**Your task**.
Extract every line of the listing below verbatim, omitting the pictures.

**Provided records**.

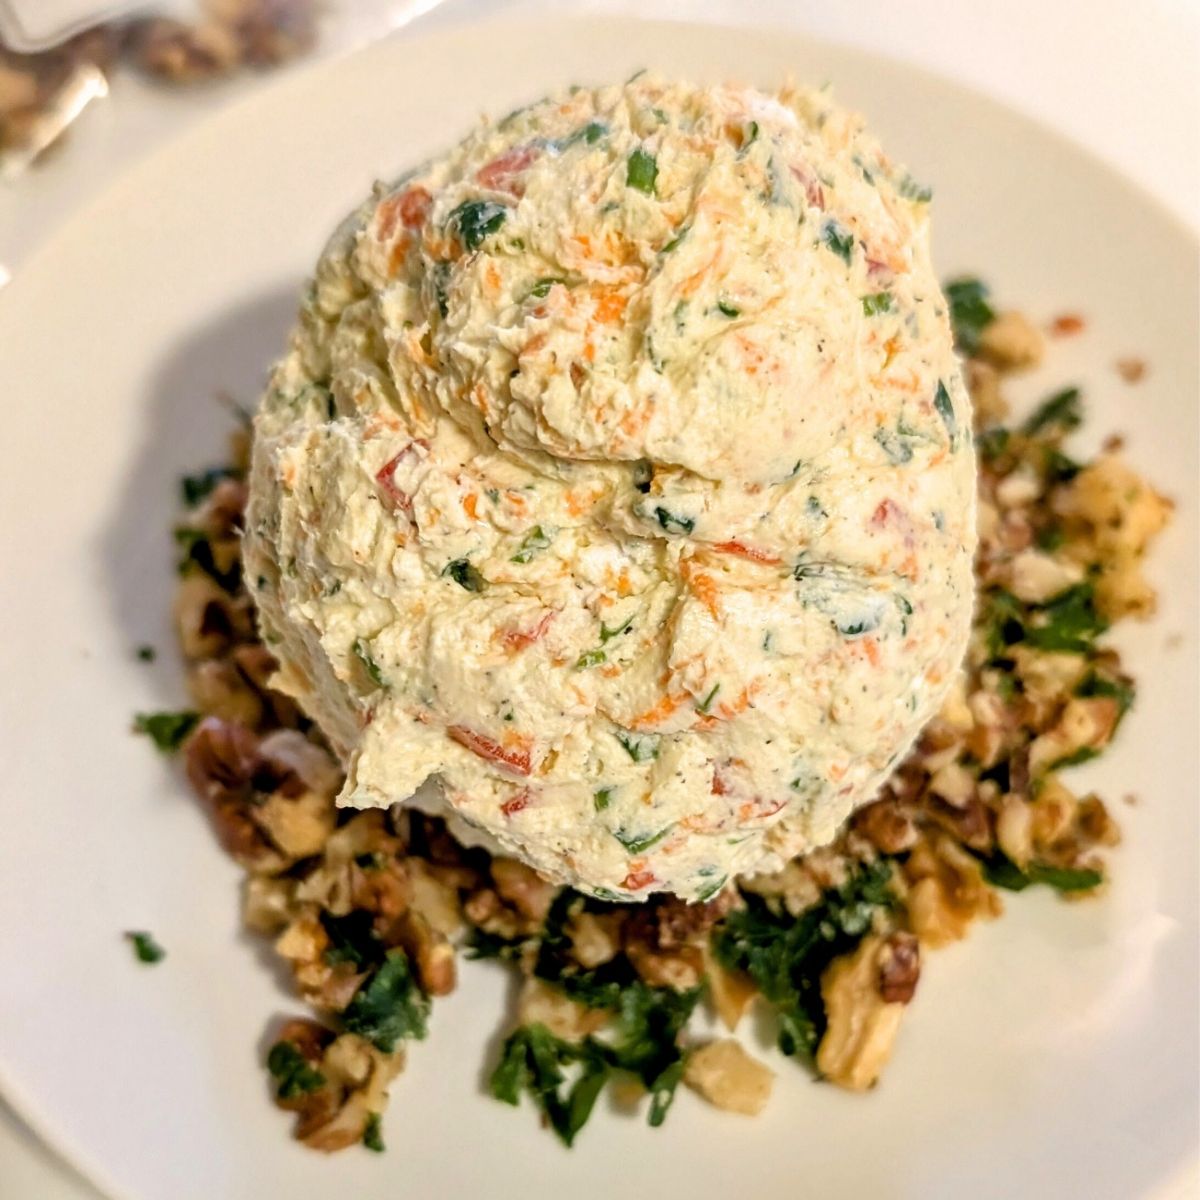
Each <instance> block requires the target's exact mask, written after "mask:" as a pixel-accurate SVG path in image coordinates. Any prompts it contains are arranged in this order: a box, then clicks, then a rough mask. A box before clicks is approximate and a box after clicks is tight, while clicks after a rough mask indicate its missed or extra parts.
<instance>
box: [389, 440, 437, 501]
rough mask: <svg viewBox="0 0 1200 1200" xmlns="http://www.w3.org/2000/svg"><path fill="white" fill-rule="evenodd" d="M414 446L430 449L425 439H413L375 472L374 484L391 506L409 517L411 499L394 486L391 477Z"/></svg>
mask: <svg viewBox="0 0 1200 1200" xmlns="http://www.w3.org/2000/svg"><path fill="white" fill-rule="evenodd" d="M415 446H421V448H422V449H424V450H428V449H430V444H428V442H426V440H425V438H414V439H413V440H412V442H409V443H408V445H407V446H404V449H403V450H401V451H400V454H397V455H394V456H392V457H391V458H389V460H388V461H386V462H385V463H384V464H383V466H382V467H380V468H379V469H378V470H377V472H376V482H377V484H378V485H379V487H380V490H382V491H383V493H384V494H385V496H386V497H388V499H389V500H390V502H391V504H392V506H394V508H397V509H401V510H403V511H404V512H407V514H408V515H409V516H412V514H413V498H412V497H410V496H409V494H408V492H402V491H401V490H400V488H398V487H397V486H396V481H395V479H394V478H392V476H394V475H395V474H396V468H397V467H398V466H400V464H401V463H402V462H403V461H404V458H406V456H407V455H409V454H413V452H414V448H415Z"/></svg>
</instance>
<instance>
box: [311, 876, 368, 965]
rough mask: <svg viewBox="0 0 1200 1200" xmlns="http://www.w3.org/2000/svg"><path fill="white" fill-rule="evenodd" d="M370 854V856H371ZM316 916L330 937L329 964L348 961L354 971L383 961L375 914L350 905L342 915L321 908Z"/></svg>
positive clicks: (328, 948)
mask: <svg viewBox="0 0 1200 1200" xmlns="http://www.w3.org/2000/svg"><path fill="white" fill-rule="evenodd" d="M360 857H361V856H360ZM370 857H371V858H372V859H373V857H374V856H370ZM374 865H377V864H374V863H373V862H372V866H374ZM319 919H320V925H322V929H324V931H325V936H326V937H328V938H329V946H328V947H325V961H326V962H328V964H329V965H330V966H336V965H337V964H338V962H349V964H350V966H353V967H355V968H356V970H360V971H365V970H367V968H368V967H371V966H374V965H377V964H378V962H382V961H383V956H384V946H383V942H382V941H380V940H379V938H378V936H377V935H376V931H374V917H373V916H372V914H371V913H370V912H367V910H366V908H352V910H350V911H349V912H348V913H346V916H344V917H335V916H334V914H332V913H331V912H328V911H326V910H322V912H320V913H319Z"/></svg>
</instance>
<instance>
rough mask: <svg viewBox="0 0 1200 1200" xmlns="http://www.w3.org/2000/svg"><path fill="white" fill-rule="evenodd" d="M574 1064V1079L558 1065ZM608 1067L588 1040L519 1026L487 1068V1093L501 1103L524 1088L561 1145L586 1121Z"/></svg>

**Answer box**.
Each <instance> block requires the target's exact mask, written after "mask:" as a pixel-accurate SVG path in image coordinates. Any prompts it contains are arranged in this order: a box, then clicks, then a rough mask. A box before clicks is approximate and a box after clicks is tight, while clicks after a rough mask indicate its missed or extra parts.
<instance>
box: [389, 440, 437, 501]
rough mask: <svg viewBox="0 0 1200 1200" xmlns="http://www.w3.org/2000/svg"><path fill="white" fill-rule="evenodd" d="M414 446L430 449L425 439H413L375 472L374 484L391 506L409 517L411 499L394 486L391 477Z"/></svg>
mask: <svg viewBox="0 0 1200 1200" xmlns="http://www.w3.org/2000/svg"><path fill="white" fill-rule="evenodd" d="M415 446H421V448H422V449H424V450H428V449H430V444H428V442H426V440H425V438H414V439H413V440H412V442H409V443H408V445H407V446H404V449H403V450H401V451H400V454H397V455H394V456H392V457H391V458H389V460H388V461H386V462H385V463H384V464H383V466H382V467H380V468H379V469H378V470H377V472H376V482H377V484H378V485H379V487H380V490H382V491H383V493H384V494H385V496H386V497H388V499H389V500H390V502H391V504H392V506H394V508H397V509H401V510H403V511H404V512H407V514H408V515H409V516H412V514H413V498H412V497H410V496H409V494H408V492H402V491H401V490H400V488H398V487H397V486H396V481H395V479H394V478H392V476H394V475H395V474H396V468H397V467H398V466H400V464H401V463H402V462H403V461H404V458H406V456H407V455H409V454H413V452H414V448H415Z"/></svg>
</instance>
<instance>
box: [311, 876, 368, 965]
rough mask: <svg viewBox="0 0 1200 1200" xmlns="http://www.w3.org/2000/svg"><path fill="white" fill-rule="evenodd" d="M370 854V856H371ZM316 916L330 937L329 964L348 961L354 971L383 961L375 914L350 905L342 915L321 908Z"/></svg>
positive clicks: (328, 948)
mask: <svg viewBox="0 0 1200 1200" xmlns="http://www.w3.org/2000/svg"><path fill="white" fill-rule="evenodd" d="M360 857H361V856H360ZM370 857H371V858H372V859H373V857H374V856H370ZM374 865H377V864H374V863H373V862H372V866H374ZM319 919H320V925H322V929H324V931H325V936H326V937H328V938H329V946H328V947H325V961H326V962H328V964H329V965H330V966H336V965H337V964H338V962H349V964H350V966H353V967H355V968H356V970H360V971H365V970H367V968H368V967H371V966H374V965H377V964H378V962H382V961H383V956H384V946H383V942H382V941H380V940H379V938H378V936H377V935H376V931H374V917H373V916H372V914H371V913H370V912H367V910H366V908H352V910H350V911H349V912H348V913H346V916H344V917H335V916H334V914H332V913H331V912H328V911H326V910H322V912H320V913H319Z"/></svg>
</instance>
<instance>
rough mask: <svg viewBox="0 0 1200 1200" xmlns="http://www.w3.org/2000/svg"><path fill="white" fill-rule="evenodd" d="M574 1064V1079L558 1065ZM608 1067L588 1040L519 1026L487 1068V1093L501 1103L524 1088L561 1145L586 1121Z"/></svg>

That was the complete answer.